>> START Listing

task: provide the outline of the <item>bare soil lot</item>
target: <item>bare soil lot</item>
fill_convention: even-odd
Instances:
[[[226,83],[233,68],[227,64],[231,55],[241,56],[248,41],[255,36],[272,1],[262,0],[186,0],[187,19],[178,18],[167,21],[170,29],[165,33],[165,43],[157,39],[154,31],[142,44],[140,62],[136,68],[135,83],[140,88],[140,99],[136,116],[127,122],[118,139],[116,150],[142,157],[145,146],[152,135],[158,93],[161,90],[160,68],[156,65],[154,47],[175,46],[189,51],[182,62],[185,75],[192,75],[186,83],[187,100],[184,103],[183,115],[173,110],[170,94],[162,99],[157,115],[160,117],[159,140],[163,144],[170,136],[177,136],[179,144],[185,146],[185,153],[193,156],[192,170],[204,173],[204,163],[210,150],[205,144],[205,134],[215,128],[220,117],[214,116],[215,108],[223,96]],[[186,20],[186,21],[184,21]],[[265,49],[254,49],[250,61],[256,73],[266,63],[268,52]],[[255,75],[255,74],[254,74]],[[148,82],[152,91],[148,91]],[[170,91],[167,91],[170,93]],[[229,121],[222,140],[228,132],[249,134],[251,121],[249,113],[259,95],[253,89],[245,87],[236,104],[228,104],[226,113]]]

>> END Listing

→ Aim of the task
Copy every row above line for line, keeping each word, number, and bracket unchanged.

→ Exercise solution
task: provide the outline of the <item>bare soil lot</item>
target: <item>bare soil lot</item>
fill_convention: even-odd
Instances:
[[[226,83],[233,68],[227,64],[231,55],[241,56],[248,41],[255,36],[272,1],[262,0],[186,0],[187,19],[178,18],[167,21],[170,29],[165,33],[165,43],[157,39],[154,31],[142,44],[140,62],[136,68],[135,83],[140,88],[140,99],[136,116],[127,122],[118,139],[116,150],[142,157],[145,146],[152,135],[158,93],[161,90],[160,68],[156,65],[154,47],[175,46],[189,51],[182,62],[185,75],[192,75],[186,83],[187,100],[184,103],[183,115],[173,110],[170,94],[162,99],[157,115],[160,117],[159,140],[163,144],[170,136],[177,136],[179,144],[185,146],[185,153],[193,156],[192,170],[204,173],[204,163],[210,150],[205,144],[205,134],[215,128],[220,117],[214,116],[215,108],[223,96]],[[186,20],[186,21],[184,21]],[[265,49],[254,49],[250,61],[256,73],[266,63],[268,52]],[[255,75],[255,74],[254,74]],[[148,82],[152,91],[148,91]],[[170,91],[167,91],[170,93]],[[229,121],[222,140],[228,132],[249,134],[251,121],[249,113],[259,95],[253,89],[245,87],[236,104],[228,104],[226,113]]]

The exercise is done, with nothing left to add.